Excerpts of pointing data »
((
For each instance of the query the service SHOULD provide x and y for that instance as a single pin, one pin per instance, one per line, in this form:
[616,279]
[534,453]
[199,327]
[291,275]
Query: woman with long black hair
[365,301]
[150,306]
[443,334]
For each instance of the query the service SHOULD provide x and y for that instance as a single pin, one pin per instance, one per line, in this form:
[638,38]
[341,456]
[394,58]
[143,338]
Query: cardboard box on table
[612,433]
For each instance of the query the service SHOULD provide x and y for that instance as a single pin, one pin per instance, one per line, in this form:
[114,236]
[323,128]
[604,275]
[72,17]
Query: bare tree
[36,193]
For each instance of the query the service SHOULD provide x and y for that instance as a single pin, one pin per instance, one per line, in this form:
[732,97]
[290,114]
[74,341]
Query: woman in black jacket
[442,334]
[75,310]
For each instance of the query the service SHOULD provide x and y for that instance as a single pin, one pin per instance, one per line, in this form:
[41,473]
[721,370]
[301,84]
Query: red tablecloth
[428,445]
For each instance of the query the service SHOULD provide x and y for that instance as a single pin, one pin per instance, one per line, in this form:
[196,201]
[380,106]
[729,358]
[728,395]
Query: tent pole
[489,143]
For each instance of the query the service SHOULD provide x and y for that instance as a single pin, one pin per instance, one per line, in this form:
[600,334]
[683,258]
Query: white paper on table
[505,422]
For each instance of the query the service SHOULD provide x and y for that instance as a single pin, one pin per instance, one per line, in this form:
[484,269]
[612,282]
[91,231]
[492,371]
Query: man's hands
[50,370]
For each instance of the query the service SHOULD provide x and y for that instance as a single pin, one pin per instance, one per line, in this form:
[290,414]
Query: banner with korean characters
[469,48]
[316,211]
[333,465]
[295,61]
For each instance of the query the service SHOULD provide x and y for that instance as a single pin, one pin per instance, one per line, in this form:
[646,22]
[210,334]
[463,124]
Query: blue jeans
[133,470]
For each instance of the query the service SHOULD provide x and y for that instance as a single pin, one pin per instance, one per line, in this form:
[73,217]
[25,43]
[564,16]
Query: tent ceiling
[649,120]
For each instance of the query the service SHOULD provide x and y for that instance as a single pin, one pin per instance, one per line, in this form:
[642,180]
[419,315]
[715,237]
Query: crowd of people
))
EXERCISE INSTRUCTIONS » Give back all the data exactly as written.

SOLUTION TO THIS PROBLEM »
For each instance of the query the service SHOULD provide x and y for that instance as a single pin, one pin per instance, one per line, in this form:
[616,279]
[534,453]
[199,327]
[291,275]
Query: woman with long black hair
[365,301]
[150,306]
[443,334]
For each instance of the query the service SHOULD provide x and y for that instance as a single pin, one pin per instance, one per line, in this form:
[638,38]
[341,456]
[394,58]
[143,338]
Query: cardboard box on table
[612,433]
For each instance of the query the service SHOULD provide x and y for that instance as a single pin, one pin per instance, one per line, in this form:
[114,236]
[323,128]
[604,275]
[72,17]
Query: bare tree
[36,193]
For each instance of the query the service SHOULD provide x and y for that instance as a single pin, one pin per instance, one per line, in this form:
[732,97]
[290,114]
[74,341]
Query: woman in black jacket
[442,334]
[75,310]
For each instance of the query the service SHOULD provide x and y for that instance as a single pin, one pin per instance, one per line, in this form:
[41,473]
[721,370]
[301,84]
Query: red tablecloth
[428,445]
For each instance of the query the service SHOULD provide x and y for that instance as a single pin, one pin per instance, one per line, in this form:
[196,201]
[380,106]
[729,358]
[728,395]
Query: tent pole
[489,143]
For each instance of the query the service SHOULD provide x and y for that instance as a single pin, one pin per instance, one per line, in this form:
[600,334]
[683,258]
Query: white paper on table
[505,422]
For each instance of the query the service SHOULD provide x and y for that instance as a single pin, one pin per instance, one per line, in this form:
[484,269]
[612,282]
[91,231]
[492,371]
Query: man's hands
[50,370]
For each instance of the query the service SHOULD provide x and y for that instance as a single pin, one pin per instance, one per line, in this form:
[290,414]
Query: banner with korean characters
[469,48]
[316,211]
[333,465]
[295,61]
For each instance of the query the service SHOULD provide x and y for that instance as a single pin, one pin per instance, one per line, in this form:
[646,22]
[210,334]
[463,124]
Query: blue jeans
[133,470]
For each instance of the query the service SHOULD provide x and y for that instance as a single pin, one pin per instance, one per line, in this form:
[73,217]
[25,43]
[564,16]
Query: tent ceiling
[649,120]
For each instance of the query the service SHOULD provide x and y for that instance as a single pin, one pin per instance, one per line, in this form:
[642,180]
[419,315]
[715,237]
Query: crowd of people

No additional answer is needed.